List every line in the data that contains the string "rear". Matches are case-sensitive.
• • • • • • •
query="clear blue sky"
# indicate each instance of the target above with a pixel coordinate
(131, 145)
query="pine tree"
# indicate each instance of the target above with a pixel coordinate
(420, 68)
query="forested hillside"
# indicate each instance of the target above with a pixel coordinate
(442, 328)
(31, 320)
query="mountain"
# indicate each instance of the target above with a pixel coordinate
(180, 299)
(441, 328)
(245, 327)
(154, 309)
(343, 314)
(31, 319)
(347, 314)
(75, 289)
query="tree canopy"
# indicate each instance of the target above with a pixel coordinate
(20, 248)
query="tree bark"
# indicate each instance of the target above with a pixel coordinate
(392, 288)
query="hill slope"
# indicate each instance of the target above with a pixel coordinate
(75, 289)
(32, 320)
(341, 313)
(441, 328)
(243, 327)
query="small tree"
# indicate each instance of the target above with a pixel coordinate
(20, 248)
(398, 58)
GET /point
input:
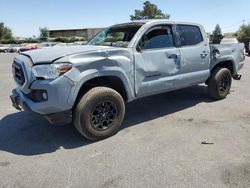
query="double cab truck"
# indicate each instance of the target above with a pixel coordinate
(89, 85)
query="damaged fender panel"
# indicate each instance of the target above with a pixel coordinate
(113, 62)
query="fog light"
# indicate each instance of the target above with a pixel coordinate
(45, 96)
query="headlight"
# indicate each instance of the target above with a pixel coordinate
(51, 71)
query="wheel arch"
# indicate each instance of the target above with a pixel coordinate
(112, 79)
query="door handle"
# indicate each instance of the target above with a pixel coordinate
(204, 55)
(173, 56)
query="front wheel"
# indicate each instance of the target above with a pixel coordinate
(99, 113)
(219, 84)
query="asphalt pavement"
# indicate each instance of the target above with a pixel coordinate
(159, 145)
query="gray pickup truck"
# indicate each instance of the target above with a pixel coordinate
(89, 85)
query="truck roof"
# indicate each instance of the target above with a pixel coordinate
(150, 21)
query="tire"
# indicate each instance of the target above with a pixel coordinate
(219, 84)
(99, 113)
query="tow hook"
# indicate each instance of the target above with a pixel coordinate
(237, 77)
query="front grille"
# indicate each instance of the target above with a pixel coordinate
(18, 73)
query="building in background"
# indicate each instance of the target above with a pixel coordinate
(86, 33)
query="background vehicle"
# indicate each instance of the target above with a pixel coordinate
(14, 48)
(47, 45)
(90, 84)
(28, 47)
(229, 41)
(3, 48)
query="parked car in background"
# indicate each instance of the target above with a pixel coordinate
(60, 44)
(28, 47)
(14, 48)
(80, 43)
(249, 48)
(229, 41)
(3, 48)
(47, 45)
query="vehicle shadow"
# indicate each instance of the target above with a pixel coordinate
(28, 134)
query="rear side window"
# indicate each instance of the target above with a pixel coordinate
(189, 35)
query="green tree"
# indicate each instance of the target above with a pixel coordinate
(5, 32)
(243, 32)
(217, 31)
(44, 33)
(150, 11)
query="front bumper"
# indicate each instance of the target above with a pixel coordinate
(55, 109)
(19, 103)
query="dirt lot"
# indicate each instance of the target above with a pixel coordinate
(159, 144)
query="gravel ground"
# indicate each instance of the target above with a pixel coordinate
(159, 144)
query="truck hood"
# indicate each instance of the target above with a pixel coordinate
(49, 55)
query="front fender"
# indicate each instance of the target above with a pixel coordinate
(90, 74)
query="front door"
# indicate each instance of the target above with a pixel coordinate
(157, 61)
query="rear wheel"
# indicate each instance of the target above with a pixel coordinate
(99, 113)
(219, 84)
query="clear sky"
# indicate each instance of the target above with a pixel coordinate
(25, 17)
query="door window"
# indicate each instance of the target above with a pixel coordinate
(189, 35)
(157, 37)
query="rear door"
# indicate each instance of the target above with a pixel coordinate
(195, 54)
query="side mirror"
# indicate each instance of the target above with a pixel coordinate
(139, 49)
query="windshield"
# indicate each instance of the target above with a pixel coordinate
(118, 36)
(229, 40)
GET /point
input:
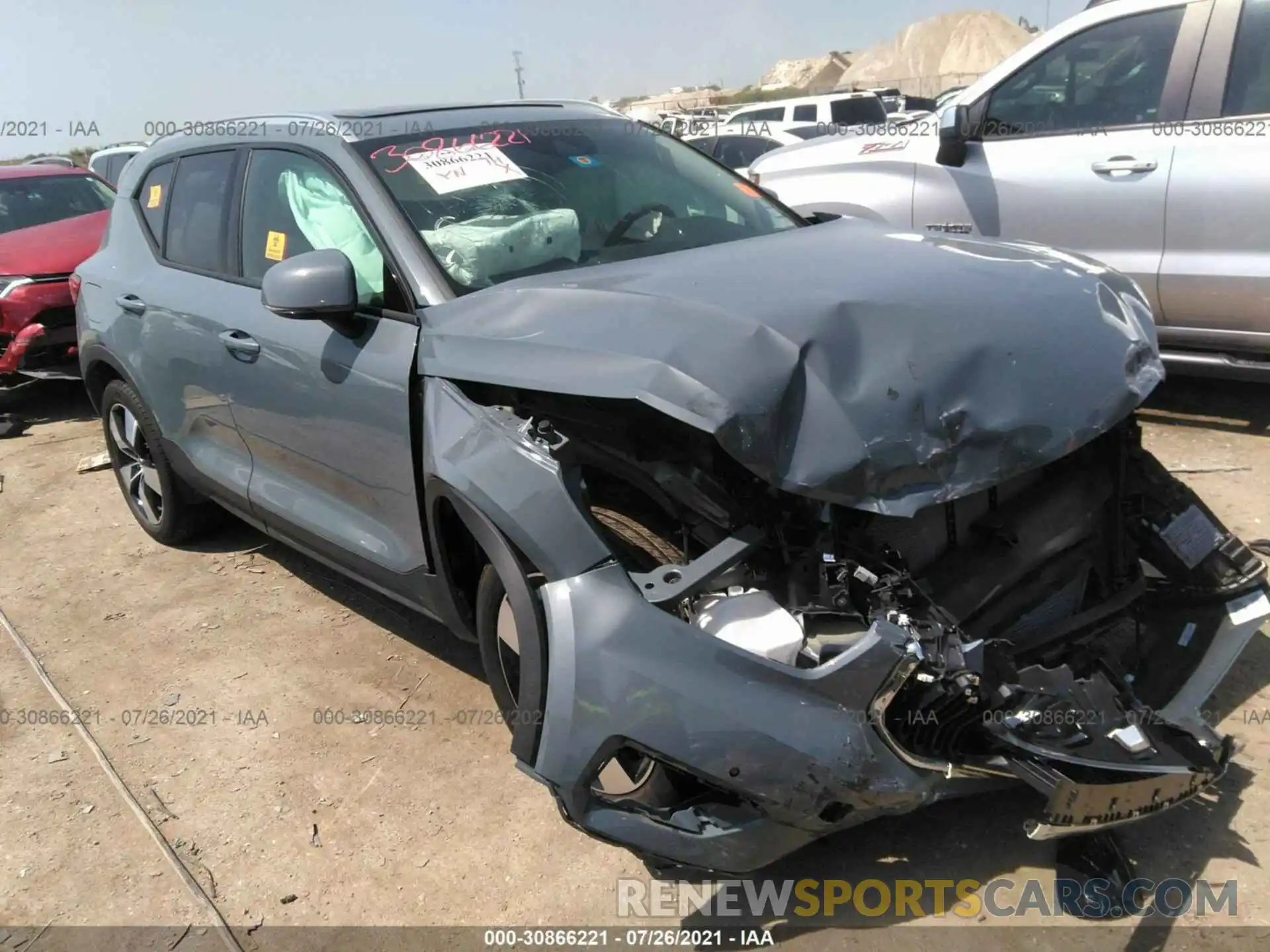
• • • • • • •
• _Worked solution_:
query="rear side window"
query="rear wheel"
query="rear door"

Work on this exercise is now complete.